(Position annotation records)
━━━━━━━━━━━━━━━━━━━━━━━━━━━━━━

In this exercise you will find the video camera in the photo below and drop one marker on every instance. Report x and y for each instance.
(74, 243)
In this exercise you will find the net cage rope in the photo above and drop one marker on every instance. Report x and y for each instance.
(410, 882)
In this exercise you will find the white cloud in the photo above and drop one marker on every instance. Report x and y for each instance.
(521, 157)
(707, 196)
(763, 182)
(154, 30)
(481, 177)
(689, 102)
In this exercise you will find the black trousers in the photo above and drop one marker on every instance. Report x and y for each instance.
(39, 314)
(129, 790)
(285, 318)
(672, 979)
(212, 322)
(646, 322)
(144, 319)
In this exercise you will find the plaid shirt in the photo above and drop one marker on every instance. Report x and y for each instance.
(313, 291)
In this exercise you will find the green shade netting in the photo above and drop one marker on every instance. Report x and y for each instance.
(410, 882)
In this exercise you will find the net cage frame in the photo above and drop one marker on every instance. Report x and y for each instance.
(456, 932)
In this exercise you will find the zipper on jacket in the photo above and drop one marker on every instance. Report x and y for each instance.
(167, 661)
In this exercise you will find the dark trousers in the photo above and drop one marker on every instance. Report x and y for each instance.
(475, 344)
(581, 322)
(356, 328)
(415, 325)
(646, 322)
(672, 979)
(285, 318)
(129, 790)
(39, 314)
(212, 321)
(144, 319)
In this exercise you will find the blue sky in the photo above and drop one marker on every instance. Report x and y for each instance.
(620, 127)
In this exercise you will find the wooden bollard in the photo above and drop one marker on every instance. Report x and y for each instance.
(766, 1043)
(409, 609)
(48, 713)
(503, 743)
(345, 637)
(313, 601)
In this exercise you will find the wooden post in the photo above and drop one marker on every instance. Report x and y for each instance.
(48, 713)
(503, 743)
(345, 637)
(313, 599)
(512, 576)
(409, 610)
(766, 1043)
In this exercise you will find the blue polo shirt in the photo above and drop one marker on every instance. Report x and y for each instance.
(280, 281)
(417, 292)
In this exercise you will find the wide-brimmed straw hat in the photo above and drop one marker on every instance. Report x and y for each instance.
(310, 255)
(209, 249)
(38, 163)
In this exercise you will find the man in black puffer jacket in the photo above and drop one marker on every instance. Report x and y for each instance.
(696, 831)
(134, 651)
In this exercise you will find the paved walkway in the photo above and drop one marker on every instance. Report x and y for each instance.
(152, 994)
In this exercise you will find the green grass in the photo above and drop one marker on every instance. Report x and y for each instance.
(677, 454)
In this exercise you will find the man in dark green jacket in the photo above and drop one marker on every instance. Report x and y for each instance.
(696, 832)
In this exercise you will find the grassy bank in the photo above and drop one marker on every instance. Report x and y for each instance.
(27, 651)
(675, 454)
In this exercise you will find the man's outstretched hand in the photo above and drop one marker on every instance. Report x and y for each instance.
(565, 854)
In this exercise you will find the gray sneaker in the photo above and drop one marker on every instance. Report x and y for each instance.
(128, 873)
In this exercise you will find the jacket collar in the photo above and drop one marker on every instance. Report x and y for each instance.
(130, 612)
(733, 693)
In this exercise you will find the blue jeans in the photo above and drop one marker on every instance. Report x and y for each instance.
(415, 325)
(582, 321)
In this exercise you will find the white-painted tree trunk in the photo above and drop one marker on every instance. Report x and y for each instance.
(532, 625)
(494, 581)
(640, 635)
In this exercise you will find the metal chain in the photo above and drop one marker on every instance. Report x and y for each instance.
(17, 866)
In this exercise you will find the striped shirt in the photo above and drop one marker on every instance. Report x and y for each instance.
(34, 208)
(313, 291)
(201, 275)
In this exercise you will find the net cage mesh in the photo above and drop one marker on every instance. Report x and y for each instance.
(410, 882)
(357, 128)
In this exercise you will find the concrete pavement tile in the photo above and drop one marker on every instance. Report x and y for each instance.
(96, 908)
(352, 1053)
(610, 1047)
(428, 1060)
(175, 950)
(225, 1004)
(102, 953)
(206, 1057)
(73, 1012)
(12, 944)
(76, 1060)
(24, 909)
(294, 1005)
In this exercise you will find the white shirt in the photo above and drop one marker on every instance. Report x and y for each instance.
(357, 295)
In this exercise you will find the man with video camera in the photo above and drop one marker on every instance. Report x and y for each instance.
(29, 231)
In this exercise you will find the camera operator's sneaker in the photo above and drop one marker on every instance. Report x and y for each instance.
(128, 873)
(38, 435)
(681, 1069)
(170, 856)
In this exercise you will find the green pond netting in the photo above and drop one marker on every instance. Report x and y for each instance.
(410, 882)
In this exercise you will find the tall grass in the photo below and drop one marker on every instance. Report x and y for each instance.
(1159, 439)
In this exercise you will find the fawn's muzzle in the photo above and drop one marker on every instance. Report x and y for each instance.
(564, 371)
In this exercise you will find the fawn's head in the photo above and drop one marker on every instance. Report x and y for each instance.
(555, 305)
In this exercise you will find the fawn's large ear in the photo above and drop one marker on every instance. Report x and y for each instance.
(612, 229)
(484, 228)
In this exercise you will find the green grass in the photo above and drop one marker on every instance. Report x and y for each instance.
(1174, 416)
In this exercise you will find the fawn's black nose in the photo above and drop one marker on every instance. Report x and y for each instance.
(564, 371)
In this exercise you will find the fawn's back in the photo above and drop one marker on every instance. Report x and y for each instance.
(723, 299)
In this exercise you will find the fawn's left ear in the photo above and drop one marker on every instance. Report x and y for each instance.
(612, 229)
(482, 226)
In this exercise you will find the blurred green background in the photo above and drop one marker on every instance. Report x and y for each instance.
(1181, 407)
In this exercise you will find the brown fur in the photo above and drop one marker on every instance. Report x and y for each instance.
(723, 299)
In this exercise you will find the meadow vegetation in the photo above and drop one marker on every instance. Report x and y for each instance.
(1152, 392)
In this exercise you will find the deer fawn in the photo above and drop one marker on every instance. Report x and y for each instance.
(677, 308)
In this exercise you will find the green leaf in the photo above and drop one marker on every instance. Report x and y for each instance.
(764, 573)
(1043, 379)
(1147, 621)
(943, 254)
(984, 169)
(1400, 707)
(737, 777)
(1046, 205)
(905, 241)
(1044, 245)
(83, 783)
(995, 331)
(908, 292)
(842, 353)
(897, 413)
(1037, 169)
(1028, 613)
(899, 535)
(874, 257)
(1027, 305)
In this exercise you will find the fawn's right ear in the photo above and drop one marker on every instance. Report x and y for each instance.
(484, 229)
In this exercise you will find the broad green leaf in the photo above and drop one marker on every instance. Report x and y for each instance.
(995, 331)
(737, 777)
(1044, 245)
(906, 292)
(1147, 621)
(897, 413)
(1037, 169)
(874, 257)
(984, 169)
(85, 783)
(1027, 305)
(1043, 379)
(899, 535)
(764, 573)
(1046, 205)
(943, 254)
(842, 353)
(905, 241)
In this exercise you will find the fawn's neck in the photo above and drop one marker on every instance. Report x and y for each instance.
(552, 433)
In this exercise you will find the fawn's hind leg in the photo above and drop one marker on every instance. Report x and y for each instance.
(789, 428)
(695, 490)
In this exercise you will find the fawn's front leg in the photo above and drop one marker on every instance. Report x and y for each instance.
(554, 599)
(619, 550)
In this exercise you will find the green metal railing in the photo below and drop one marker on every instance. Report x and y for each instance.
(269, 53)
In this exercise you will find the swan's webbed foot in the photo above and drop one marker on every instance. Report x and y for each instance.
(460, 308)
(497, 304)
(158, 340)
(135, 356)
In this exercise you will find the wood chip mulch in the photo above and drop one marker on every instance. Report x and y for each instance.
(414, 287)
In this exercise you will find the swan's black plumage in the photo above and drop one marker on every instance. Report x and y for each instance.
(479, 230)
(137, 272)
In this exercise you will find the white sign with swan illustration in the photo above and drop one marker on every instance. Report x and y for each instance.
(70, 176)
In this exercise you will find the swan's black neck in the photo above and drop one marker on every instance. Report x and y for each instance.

━━━━━━━━━━━━━━━━━━━━━━━━━━━━━━

#### WHAT THIS TASK INVOLVES:
Copy out, word for word, the records starting with the line that contains "In this exercise you will find the jacket" and going on through the line that contains "(1159, 439)", including both of those lines.

#### SOLUTION TO THIS EXERCISE:
In this exercise you will find the jacket collar in the photo above and drop one marker on every instance. Report x and y for each instance.
(130, 612)
(733, 693)
In this exercise you will find the blue jeans in the photo above and drop one marker on every instance. Report x and y for each instance.
(415, 325)
(582, 321)
In this exercise you will find the white-painted tree trunk in the photo above and drop one marker on every instance. Report x and y for each instance.
(532, 625)
(494, 581)
(640, 635)
In this exercise you will find the metal chain in the photo above and drop one marker on every instance. Report x and y for each instance.
(17, 866)
In this exercise you will find the striped shirt in the photo above and drop one marker on every instance. Report x and y for each instance.
(34, 208)
(313, 291)
(201, 275)
In this exercise you will find the net cage mesh in the photo above and drop one marker on every instance. Report x and y for each instance.
(410, 882)
(357, 128)
In this exercise you will find the concrete pavement tile in the photo above and drop one marker on every instance. Report x and y for each instance.
(96, 908)
(352, 1053)
(610, 1047)
(428, 1060)
(175, 950)
(225, 1004)
(102, 953)
(206, 1057)
(73, 1012)
(12, 944)
(76, 1060)
(24, 909)
(294, 1005)
In this exercise you will find the white shirt in the photo above and drop one marker on every instance. Report x and y for each instance.
(357, 295)
In this exercise you will find the man with video camera in the photo above and drop one marker on every instance. Report x and y for each instance.
(29, 231)
In this exercise you will find the camera operator's sneaker in the photo above and drop one marker on every instance. Report x and y for each instance.
(128, 873)
(38, 435)
(681, 1069)
(170, 856)
In this exercise you will find the green pond netting in the photo above and drop one marker on every instance. Report x and y for each instance.
(410, 882)
In this exercise you will find the tall grass in the photo below and drop one marker on every instance. Report x and y for each instance.
(1159, 439)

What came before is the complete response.